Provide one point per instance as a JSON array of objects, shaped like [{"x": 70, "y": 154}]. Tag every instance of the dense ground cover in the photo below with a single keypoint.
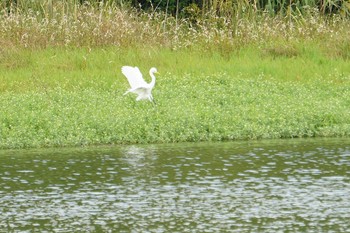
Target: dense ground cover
[{"x": 61, "y": 85}]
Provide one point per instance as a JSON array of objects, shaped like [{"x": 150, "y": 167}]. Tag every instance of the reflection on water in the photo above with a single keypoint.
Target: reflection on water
[{"x": 273, "y": 186}]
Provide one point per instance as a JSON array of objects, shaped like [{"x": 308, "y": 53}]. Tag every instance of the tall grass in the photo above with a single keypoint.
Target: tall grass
[{"x": 58, "y": 23}]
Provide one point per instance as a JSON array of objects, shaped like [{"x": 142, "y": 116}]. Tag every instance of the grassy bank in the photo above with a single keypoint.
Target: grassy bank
[
  {"x": 249, "y": 77},
  {"x": 74, "y": 97}
]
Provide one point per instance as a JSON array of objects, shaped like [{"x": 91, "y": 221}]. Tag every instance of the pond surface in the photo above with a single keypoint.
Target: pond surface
[{"x": 262, "y": 186}]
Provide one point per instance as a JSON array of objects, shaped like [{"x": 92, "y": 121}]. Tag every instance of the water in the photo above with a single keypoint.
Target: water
[{"x": 264, "y": 186}]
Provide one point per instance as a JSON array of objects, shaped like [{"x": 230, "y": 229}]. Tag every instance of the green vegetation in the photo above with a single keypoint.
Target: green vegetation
[{"x": 251, "y": 76}]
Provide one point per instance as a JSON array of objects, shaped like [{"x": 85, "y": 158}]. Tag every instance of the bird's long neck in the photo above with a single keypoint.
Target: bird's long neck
[{"x": 153, "y": 82}]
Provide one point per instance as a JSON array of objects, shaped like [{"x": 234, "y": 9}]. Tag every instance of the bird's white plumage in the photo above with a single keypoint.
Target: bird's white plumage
[
  {"x": 134, "y": 77},
  {"x": 138, "y": 84}
]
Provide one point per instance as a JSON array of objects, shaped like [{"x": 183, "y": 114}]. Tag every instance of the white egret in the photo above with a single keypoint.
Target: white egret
[{"x": 138, "y": 84}]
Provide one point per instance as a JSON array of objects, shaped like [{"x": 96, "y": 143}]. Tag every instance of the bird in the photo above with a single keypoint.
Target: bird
[{"x": 138, "y": 84}]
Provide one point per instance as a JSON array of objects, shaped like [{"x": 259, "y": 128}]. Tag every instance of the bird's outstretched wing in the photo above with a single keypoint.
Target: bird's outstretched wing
[{"x": 134, "y": 77}]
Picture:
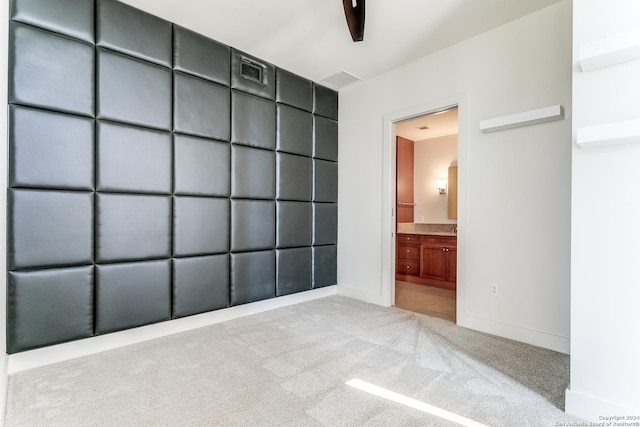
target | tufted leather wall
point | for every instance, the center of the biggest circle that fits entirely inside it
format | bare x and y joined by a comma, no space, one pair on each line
151,177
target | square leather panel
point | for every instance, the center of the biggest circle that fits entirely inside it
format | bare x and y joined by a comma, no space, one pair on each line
265,88
293,224
50,149
201,226
47,307
132,294
253,173
201,56
293,271
202,167
253,277
252,225
129,30
294,177
133,227
253,121
49,228
295,131
325,101
201,108
294,90
325,266
133,91
325,182
325,223
73,18
50,71
133,159
200,284
325,138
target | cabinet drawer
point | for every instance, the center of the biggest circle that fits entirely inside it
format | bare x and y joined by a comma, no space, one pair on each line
443,241
409,267
409,252
408,238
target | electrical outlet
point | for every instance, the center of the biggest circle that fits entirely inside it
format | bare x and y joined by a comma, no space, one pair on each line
494,290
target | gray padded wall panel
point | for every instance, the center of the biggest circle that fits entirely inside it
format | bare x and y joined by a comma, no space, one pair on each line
50,71
200,56
252,225
129,30
132,294
145,161
201,107
324,266
294,131
50,149
293,270
266,88
325,102
253,121
325,223
253,277
133,159
325,138
325,181
201,226
201,167
293,224
73,18
49,307
294,177
49,228
200,284
131,227
133,91
294,90
253,173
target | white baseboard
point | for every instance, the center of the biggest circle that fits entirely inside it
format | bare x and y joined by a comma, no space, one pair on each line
594,409
61,352
366,296
530,336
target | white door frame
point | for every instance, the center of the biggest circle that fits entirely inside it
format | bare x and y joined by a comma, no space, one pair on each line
388,261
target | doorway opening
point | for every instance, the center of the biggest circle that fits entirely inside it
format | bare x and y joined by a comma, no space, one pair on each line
426,188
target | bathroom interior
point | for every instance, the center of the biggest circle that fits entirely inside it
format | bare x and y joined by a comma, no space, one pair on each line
426,219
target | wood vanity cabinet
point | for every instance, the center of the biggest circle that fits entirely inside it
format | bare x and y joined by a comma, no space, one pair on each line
438,258
408,254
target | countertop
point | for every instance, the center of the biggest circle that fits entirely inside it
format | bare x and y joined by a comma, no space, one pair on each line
430,233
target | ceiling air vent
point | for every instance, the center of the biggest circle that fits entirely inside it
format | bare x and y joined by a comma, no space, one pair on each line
252,70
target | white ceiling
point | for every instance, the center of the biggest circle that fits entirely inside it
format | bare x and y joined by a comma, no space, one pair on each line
440,124
311,38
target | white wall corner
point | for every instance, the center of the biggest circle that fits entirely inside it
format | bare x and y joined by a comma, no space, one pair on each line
526,118
613,50
596,410
624,132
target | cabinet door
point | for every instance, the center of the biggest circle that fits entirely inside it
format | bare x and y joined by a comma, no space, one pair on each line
434,262
452,264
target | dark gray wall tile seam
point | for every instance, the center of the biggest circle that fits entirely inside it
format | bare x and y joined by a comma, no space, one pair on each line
129,56
241,144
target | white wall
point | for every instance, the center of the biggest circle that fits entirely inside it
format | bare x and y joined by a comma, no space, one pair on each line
431,160
514,219
605,267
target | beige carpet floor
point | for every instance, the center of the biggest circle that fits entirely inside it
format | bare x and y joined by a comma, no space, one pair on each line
289,367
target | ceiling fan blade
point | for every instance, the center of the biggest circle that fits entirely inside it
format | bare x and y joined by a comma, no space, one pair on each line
354,12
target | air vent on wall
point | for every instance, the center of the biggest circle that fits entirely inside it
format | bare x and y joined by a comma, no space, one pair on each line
251,70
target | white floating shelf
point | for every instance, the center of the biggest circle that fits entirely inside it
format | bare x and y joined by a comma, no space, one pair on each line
527,118
610,51
609,134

**Challenge**: Write out the full set of lines verbatim, without the pictures.

**Answer below**:
Provide one point per instance as a JSON array of objects, shaped like [{"x": 70, "y": 154}]. Tag every instance of the dense ground cover in the photo below with a single keypoint.
Target: dense ground cover
[{"x": 61, "y": 85}]
Provide one point per instance as a JSON array of objects, shaped like [{"x": 150, "y": 167}]. Tag every instance of the reflection on water in the photo above with a single keypoint.
Target: reflection on water
[{"x": 273, "y": 186}]
Provide one point per instance as a JSON array of objects, shaped like [{"x": 308, "y": 53}]. Tag every instance of the tall grass in the photo above with a single keypoint.
Target: tall grass
[{"x": 58, "y": 23}]
Provide one point per instance as a JSON array of objects, shaped like [{"x": 142, "y": 116}]. Tag every instance of the grassy bank in the photo above with a single keypoint.
Target: grassy bank
[
  {"x": 249, "y": 77},
  {"x": 74, "y": 97}
]
Provide one point per instance as a JSON array of objects, shaped like [{"x": 91, "y": 221}]. Tag every instance of the pond surface in the photo above with a single keypoint.
Target: pond surface
[{"x": 262, "y": 186}]
Provide one point per instance as a JSON array of objects, shaped like [{"x": 92, "y": 121}]. Tag every instance of the water in the photo above with a single keypoint.
Target: water
[{"x": 264, "y": 186}]
Provide one point per instance as a JSON array of objects, shaped like [{"x": 230, "y": 229}]. Tag every instance of the green vegetation in the photo above with a single keypoint.
Target: green vegetation
[{"x": 251, "y": 76}]
Provide one point per instance as a JSON array of objects, shaped like [{"x": 85, "y": 158}]. Tag every instance of the bird's long neck in the photo above with a single keypoint.
Target: bird's long neck
[{"x": 153, "y": 82}]
Provide one point per instance as a JSON array of objects, shaped like [{"x": 234, "y": 9}]. Tag every instance of the bird's white plumage in the photo above with a single keypoint.
Target: bird's white plumage
[
  {"x": 134, "y": 77},
  {"x": 138, "y": 84}
]
Provide one point per instance as a JSON array of objects, shaped like [{"x": 183, "y": 114}]. Tag every instance of the white egret in the photo above with a single keypoint.
Target: white egret
[{"x": 138, "y": 84}]
Provide one point per instance as a JSON array of objects, shaped like [{"x": 96, "y": 143}]. Tag every instance of the bird in the photo above with a single keypoint.
Target: bird
[{"x": 138, "y": 84}]
Provide one point per instance as a JSON array of objects, shaped like [{"x": 259, "y": 128}]. Tag every instance of the bird's outstretched wing in the photo above with a single keypoint.
Target: bird's outstretched wing
[{"x": 134, "y": 77}]
Picture:
target | tufted leather wall
point | for every instance, the center of the biggest circle that fits entirely inside it
format | bare x and y joined by a comma, no space, one pair on each line
151,177
target | square leather panel
point | for every instance, the center of the biggest circle that fits entirely inside it
format | bare x and y joined by a comma, no space, one pair on each line
265,88
293,224
50,149
201,226
47,307
132,294
253,173
201,56
293,271
202,167
253,277
252,225
129,30
294,177
133,227
253,121
49,228
295,131
325,101
201,108
294,90
325,266
133,91
325,182
325,223
73,18
50,71
133,159
200,284
325,138
target | cabinet drawer
point | for every instance, the center of the biggest circle that fits entirely inside it
format | bare x and y joined by a comma, no space, one pair on each line
443,241
409,267
409,252
408,238
target | electrical outlet
point | for every instance, the center of the biggest circle that fits entirely inside it
format | bare x and y joined by a comma, no space, one pair on each line
494,290
target | gray padded wall panel
point | for every instance, the center of the biggest circle that fits entirely inside it
format | bare x and y joined by a comma, no space, one pair on each line
50,71
200,56
252,225
129,30
132,294
145,161
201,107
324,266
294,131
50,149
293,270
266,88
325,102
253,121
325,223
253,277
133,159
325,138
325,181
201,226
201,167
293,224
73,18
49,307
294,177
49,228
200,284
131,227
133,91
294,90
253,173
target | white baseboard
point | for every instance, the center of the biggest circle that fits entirely inside it
format | bare x and y joined by a comma, no space, one pair on each line
594,409
61,352
366,296
530,336
target | white door frame
point | for every instance, the center of the biggest circle that fits entirely inside it
format | bare x and y joined by a comma, no space, one pair on each line
388,261
target | doorway opening
point | for every instance, the center of the biggest circle that fits entirely inside it
format | bare x and y joined by a comma, no space, one pair on each line
426,188
target | bathroom interior
point | for every instance, the center of the biggest circle that fits entirely inside it
format | bare x and y joined by a comma, no space, one pair on each line
426,219
target | wood vanity cabinet
point | for every instance, the center of the biggest circle that fits entirely inside it
format | bare x and y joined by a comma, no space, one pair on each line
438,258
408,254
target | countertop
point | for every instance, the center of the biggest circle that fits entirely inside it
format | bare x and y joined by a comma, no space, one pair on each line
430,233
target | ceiling air vent
point | for every instance, the center of the biggest circle that fits entirely inside it
format | bare x and y joined by a comma, no space, one pair on each line
252,70
target | white ceiling
point | for every instance, the center of the biggest circle that fits entirely inside it
format | bare x and y joined by a comma, no space, one pair on each line
440,124
311,38
target | white wall corner
point | for every instance, the center of the biggest circle that fits entirely inside it
format | bare x and y joined by a comma, no space, one pair on each line
526,118
613,50
596,410
624,132
target | cabinet door
point | for every instance, the center of the biggest circle that fits entirely inside it
format | bare x and y joined by a comma, no space, one pair on each line
434,262
452,264
target | dark gray wall tile seam
point | for every instance, the center of the biggest circle that fits entirely inside it
format | bare x and y joined by a comma, no space, one pair on each line
129,56
241,144
target | white wall
point | for every instance, the center of the biggest circle that fits entirely inside it
format | bare x and y joined by a comma, no space, one pair on each line
431,160
514,219
605,267
target | beige carpet floor
point | for every instance, the center of the biggest circle that fits entirely inside it
format | bare x and y joined by a comma, no space, one pair on each line
289,367
target | ceiling fan blade
point | for every instance, the center of the biggest circle that fits entirely inside it
format | bare x and y joined by a comma, no space, one pair on each line
354,12
target | air vent on wall
point | for every instance, the center of the biggest circle that fits entirely inside it
format | bare x and y joined by a comma, no space, one pair on each line
251,70
target | white floating shelf
point | for every instance, the center of the biggest circle that fits entirely inside it
format | bare x and y joined by a comma, no space, one pair on each line
527,118
610,51
609,134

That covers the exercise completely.